**Task to complete**.
What you output should match the data below exactly.

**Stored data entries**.

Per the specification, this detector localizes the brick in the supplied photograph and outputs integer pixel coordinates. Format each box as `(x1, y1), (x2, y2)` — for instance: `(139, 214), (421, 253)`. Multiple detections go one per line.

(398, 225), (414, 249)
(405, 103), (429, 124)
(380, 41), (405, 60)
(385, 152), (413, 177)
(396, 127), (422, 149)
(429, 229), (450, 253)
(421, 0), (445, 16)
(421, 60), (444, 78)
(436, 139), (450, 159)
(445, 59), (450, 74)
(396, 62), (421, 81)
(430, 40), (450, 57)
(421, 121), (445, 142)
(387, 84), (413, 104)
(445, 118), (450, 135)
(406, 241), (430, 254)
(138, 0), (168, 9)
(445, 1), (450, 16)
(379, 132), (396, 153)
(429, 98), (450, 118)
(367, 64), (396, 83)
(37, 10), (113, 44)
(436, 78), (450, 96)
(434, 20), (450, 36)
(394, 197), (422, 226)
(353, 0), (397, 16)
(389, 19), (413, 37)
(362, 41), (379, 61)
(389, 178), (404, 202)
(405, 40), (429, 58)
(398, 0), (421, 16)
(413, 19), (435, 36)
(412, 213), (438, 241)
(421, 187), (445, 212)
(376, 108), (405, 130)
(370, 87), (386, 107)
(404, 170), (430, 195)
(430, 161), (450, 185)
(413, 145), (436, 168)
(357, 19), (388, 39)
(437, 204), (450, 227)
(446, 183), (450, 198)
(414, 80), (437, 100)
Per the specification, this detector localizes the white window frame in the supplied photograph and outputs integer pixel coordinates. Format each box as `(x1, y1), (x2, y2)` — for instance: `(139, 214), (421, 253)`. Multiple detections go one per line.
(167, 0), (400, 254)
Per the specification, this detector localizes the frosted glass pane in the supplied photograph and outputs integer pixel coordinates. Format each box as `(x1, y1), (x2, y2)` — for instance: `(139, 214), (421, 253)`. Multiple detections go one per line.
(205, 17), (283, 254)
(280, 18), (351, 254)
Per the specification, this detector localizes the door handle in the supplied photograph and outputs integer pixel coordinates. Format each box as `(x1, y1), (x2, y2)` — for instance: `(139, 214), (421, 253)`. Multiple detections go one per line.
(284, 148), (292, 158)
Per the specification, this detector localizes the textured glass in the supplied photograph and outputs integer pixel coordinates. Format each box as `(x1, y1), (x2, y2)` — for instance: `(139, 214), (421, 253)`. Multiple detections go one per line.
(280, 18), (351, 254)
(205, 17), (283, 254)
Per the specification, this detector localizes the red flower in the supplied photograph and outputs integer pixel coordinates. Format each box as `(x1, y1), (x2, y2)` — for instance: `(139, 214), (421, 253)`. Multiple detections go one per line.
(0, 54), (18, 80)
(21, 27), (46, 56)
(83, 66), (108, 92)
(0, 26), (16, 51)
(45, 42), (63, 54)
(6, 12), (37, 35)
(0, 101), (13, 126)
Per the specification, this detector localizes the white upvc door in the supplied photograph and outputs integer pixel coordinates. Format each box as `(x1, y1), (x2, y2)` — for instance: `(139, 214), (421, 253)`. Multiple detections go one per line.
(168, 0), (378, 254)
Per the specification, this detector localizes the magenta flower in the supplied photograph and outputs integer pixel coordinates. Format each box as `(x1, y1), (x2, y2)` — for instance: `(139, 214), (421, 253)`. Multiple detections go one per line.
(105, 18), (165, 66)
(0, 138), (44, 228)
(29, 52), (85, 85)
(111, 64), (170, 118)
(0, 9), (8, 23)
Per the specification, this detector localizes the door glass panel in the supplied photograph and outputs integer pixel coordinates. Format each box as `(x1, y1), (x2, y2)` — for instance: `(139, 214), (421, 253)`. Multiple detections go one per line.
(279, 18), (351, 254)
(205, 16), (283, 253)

**Response**.
Per the specification, this detector localizes the brick in the supplied photograph and outputs integer pixel coordinates. Format each box as `(x1, y1), (x2, y2)` — for instance: `(139, 214), (421, 253)`. Multiple detections go one per line.

(398, 225), (414, 249)
(405, 103), (429, 124)
(380, 41), (405, 60)
(385, 152), (413, 177)
(396, 127), (422, 149)
(429, 229), (450, 253)
(421, 0), (445, 16)
(421, 60), (444, 78)
(436, 139), (450, 159)
(445, 59), (450, 74)
(396, 62), (421, 81)
(430, 40), (450, 57)
(421, 121), (445, 142)
(387, 84), (413, 104)
(445, 118), (450, 135)
(406, 241), (430, 254)
(138, 0), (168, 9)
(445, 1), (450, 16)
(379, 132), (396, 153)
(429, 98), (450, 118)
(367, 64), (396, 83)
(37, 10), (113, 44)
(436, 78), (450, 96)
(434, 20), (450, 36)
(394, 197), (422, 226)
(353, 0), (397, 16)
(389, 19), (413, 37)
(362, 41), (379, 61)
(389, 178), (404, 202)
(405, 40), (429, 58)
(398, 0), (421, 16)
(413, 19), (435, 36)
(412, 213), (438, 241)
(421, 187), (445, 212)
(376, 108), (405, 130)
(370, 87), (386, 107)
(404, 170), (430, 195)
(430, 161), (450, 185)
(413, 145), (436, 168)
(357, 19), (388, 39)
(437, 204), (450, 227)
(446, 183), (450, 198)
(414, 80), (437, 100)
Per the specification, this detector localizes the white window frame in the supplied photograph and outputs integer pixel coordinates. Format each box as `(x1, y1), (x2, y2)` — for instance: `(139, 214), (421, 253)`. Multiple detections go one per line.
(167, 0), (400, 254)
Per the specification, this detector localizes the frosted glass pane in the supplied photograph and outputs integer pixel coordinates. Format each box as `(x1, y1), (x2, y2)` — for instance: `(139, 214), (421, 253)`. Multiple detections go one per line.
(205, 17), (283, 254)
(280, 18), (351, 254)
Per the specification, this detector localizes the door handle in the supplied photograph and outputs integer pixel coordinates. Format each box as `(x1, y1), (x2, y2)` — for instance: `(139, 214), (421, 253)`. Multiple detections go one per line.
(284, 148), (292, 158)
Per the specification, this detector localizes the textured glass in the supplied photograph and outputs integer pixel coordinates. Format each box as `(x1, y1), (x2, y2)` — for instance: `(139, 214), (421, 253)`. Multiple detections go one per line.
(280, 18), (351, 254)
(205, 17), (283, 254)
Per the specification, this detector localizes the red flower in the supplied photograph and outputs integer pixel coordinates. Format each box as `(x1, y1), (x2, y2)` — for instance: `(139, 214), (421, 253)`. Multiple detections go one per line.
(0, 54), (18, 80)
(21, 27), (46, 56)
(83, 66), (108, 92)
(0, 26), (16, 51)
(45, 42), (63, 54)
(6, 12), (37, 35)
(0, 101), (13, 126)
Per the specification, this detector localizes the white upvc door in the supplied photograph and outputs integer pixel coordinates. Format each box as `(x1, y1), (x2, y2)` — for instance: `(139, 214), (421, 253)`. Multiple detections go one per line.
(168, 0), (378, 254)
Per the specification, this detector localizes the magenta flower in the supplied photograph and outputs integer pixel coordinates. Format each box as `(x1, y1), (x2, y2)` — for instance: `(139, 214), (421, 253)`. Multiple detections go one per line.
(105, 18), (165, 66)
(0, 138), (44, 228)
(29, 52), (85, 85)
(111, 64), (170, 118)
(0, 9), (8, 23)
Per the specification, this detector localizes the door glass panel in the supplied photograph and outputs integer pixel coordinates. Format each box as `(x1, y1), (x2, y2)` — for instance: `(139, 214), (421, 253)`. Multiple detections go one per line.
(279, 18), (351, 254)
(205, 16), (283, 253)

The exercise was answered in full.